> WHAT IS EXPECTED
Only the lines from the one containing "of the tree" through the end of the listing below belong in your answer; retype them exactly.
───── THE DATA
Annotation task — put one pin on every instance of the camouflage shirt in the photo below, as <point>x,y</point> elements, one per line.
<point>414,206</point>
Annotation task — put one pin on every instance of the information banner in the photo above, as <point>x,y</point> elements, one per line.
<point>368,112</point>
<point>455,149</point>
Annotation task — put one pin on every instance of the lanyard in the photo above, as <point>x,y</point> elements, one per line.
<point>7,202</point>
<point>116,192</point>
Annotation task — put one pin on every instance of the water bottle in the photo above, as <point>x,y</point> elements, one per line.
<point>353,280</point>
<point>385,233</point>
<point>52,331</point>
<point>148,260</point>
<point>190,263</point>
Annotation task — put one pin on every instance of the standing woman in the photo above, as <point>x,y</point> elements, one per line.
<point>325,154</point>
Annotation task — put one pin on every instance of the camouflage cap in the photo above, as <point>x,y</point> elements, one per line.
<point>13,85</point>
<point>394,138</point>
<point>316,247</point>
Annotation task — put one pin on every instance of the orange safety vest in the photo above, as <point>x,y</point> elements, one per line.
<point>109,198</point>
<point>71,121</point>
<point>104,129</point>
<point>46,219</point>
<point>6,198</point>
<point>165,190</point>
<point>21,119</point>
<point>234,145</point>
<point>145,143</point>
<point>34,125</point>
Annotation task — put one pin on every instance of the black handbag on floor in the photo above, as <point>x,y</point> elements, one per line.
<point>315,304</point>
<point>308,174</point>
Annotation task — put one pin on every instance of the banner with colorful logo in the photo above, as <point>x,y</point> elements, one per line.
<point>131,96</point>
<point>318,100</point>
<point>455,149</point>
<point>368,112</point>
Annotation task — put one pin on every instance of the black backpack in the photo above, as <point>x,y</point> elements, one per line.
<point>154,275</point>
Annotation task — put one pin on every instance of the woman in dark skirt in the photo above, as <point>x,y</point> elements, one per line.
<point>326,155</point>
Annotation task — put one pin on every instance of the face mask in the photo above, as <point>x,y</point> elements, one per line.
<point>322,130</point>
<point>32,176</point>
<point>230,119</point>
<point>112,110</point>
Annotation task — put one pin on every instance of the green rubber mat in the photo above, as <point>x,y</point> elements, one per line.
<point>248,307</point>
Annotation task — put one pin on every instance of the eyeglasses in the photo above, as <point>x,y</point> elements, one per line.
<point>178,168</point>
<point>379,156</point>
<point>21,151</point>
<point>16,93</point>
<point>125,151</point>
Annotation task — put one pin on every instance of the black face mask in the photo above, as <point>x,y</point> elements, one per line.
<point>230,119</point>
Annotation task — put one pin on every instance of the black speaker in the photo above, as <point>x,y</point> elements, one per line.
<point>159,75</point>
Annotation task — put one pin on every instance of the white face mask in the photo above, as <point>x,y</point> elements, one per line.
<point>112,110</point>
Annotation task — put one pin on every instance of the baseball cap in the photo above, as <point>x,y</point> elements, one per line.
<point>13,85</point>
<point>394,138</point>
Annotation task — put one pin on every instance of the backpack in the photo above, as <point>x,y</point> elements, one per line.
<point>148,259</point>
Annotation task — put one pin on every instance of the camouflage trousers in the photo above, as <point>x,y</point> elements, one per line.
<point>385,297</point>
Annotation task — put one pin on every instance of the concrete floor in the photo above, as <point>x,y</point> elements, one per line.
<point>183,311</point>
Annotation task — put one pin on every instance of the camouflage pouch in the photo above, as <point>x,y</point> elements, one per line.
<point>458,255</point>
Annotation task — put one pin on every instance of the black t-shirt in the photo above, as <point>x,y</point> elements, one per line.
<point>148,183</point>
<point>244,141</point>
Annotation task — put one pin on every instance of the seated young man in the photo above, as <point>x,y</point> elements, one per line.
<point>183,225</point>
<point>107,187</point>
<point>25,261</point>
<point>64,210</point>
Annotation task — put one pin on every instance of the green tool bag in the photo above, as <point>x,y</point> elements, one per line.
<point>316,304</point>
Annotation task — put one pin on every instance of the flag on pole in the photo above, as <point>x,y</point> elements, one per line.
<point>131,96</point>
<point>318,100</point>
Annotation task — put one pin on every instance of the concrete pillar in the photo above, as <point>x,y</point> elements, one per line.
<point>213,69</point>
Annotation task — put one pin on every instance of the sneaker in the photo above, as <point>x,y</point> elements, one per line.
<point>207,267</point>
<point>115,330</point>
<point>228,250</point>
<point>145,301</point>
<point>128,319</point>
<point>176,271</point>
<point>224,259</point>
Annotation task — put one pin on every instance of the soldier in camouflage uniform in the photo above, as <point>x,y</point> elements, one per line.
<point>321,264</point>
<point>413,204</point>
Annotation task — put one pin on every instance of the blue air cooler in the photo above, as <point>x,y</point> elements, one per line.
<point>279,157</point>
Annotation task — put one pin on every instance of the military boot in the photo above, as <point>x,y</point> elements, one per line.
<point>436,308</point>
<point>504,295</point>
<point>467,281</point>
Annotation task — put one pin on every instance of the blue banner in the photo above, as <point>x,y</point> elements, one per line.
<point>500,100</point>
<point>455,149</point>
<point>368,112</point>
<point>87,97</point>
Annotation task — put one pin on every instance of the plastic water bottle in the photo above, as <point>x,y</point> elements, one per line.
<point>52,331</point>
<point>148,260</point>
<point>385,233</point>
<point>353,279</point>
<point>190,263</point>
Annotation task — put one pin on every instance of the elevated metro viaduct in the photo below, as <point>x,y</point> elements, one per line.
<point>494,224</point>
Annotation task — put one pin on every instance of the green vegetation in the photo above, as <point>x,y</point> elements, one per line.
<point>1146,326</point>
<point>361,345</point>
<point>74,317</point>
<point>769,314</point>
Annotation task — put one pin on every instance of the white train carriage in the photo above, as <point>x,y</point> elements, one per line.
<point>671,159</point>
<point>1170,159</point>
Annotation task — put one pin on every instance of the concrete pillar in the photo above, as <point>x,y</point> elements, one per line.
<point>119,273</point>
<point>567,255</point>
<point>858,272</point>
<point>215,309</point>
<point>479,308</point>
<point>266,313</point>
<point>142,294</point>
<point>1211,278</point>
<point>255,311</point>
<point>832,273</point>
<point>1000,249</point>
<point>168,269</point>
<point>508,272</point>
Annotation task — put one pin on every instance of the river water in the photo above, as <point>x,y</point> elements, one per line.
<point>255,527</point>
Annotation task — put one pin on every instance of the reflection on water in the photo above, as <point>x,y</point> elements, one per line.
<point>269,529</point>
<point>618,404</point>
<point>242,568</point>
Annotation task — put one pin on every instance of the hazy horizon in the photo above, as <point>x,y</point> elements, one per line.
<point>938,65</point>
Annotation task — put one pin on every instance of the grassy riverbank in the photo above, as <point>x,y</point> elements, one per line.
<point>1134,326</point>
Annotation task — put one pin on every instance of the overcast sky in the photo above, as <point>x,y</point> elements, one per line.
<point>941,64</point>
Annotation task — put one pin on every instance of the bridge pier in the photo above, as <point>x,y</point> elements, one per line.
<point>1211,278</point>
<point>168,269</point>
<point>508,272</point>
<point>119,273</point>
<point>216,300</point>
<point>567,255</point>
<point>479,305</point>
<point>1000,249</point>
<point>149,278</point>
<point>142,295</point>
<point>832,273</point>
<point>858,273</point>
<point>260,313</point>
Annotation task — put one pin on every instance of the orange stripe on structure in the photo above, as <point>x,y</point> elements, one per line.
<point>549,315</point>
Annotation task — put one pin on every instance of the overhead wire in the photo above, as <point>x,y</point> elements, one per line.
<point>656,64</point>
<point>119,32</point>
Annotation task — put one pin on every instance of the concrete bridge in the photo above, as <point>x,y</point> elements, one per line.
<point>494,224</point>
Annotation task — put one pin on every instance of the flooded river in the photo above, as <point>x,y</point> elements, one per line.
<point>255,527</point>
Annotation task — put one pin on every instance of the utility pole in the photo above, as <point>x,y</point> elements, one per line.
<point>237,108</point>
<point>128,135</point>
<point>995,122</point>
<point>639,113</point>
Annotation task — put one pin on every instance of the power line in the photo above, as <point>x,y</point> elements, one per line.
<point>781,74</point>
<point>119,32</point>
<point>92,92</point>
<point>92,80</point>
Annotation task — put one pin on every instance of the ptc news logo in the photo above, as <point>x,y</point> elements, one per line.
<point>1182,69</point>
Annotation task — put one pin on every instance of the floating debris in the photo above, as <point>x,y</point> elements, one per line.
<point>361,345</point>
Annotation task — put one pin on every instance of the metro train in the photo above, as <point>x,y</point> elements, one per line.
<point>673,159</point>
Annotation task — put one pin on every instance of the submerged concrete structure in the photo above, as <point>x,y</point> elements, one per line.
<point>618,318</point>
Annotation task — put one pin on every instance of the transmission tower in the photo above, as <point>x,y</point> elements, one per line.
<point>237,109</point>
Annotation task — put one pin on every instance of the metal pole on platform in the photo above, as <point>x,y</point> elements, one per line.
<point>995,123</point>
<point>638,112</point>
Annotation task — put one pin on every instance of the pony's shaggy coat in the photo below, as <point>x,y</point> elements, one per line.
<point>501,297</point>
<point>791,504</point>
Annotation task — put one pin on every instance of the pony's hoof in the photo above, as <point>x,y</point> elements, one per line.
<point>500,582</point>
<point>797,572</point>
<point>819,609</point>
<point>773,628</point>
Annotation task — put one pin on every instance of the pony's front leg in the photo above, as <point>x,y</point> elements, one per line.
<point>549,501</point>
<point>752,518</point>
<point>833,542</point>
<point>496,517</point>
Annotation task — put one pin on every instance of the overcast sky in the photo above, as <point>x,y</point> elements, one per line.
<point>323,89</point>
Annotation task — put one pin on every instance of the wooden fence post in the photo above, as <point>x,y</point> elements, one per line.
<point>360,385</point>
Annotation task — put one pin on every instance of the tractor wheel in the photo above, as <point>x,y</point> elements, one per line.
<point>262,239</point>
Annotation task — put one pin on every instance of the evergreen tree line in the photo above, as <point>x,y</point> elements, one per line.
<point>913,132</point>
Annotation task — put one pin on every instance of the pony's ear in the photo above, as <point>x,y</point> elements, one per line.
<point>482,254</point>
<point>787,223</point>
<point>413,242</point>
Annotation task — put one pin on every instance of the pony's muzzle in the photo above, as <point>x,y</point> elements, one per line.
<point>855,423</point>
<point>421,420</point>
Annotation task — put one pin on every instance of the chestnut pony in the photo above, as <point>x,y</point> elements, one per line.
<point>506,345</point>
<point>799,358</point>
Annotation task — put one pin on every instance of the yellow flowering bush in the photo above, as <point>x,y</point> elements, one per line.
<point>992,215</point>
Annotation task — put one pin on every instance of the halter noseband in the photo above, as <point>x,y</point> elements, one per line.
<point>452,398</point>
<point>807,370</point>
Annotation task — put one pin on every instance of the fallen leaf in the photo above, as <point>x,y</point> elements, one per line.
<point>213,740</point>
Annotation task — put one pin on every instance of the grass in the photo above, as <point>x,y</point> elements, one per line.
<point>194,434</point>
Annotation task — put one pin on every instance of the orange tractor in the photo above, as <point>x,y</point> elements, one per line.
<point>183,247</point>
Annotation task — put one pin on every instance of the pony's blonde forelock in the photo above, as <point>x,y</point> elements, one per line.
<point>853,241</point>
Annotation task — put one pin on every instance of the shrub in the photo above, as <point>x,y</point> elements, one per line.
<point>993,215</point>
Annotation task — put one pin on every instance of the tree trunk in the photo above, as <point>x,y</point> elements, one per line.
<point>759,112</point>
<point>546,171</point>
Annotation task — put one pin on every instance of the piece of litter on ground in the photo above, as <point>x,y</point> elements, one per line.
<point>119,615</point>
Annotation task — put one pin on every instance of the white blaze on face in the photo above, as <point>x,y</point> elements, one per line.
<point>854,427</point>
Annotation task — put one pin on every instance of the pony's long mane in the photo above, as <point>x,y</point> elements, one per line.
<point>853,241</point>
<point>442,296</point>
──────────
> TASK RESULT
Annotation task — put one pin on every instance of the tree trunk in the photo above, as <point>x,y</point> elements, one per line.
<point>759,112</point>
<point>546,171</point>
Annotation task — put one pin on every instance of the piece of litter on ground in the photo above, as <point>x,y</point> elements, one per line.
<point>119,615</point>
Annotation task — put one pin on every instance of the white blaze on face in the photo above, as <point>x,y</point> elements, one per line.
<point>854,427</point>
Annotation task — put one pin on every instance of the pony's long mane in the photo above, as <point>x,y</point> elements, one per line.
<point>853,241</point>
<point>442,296</point>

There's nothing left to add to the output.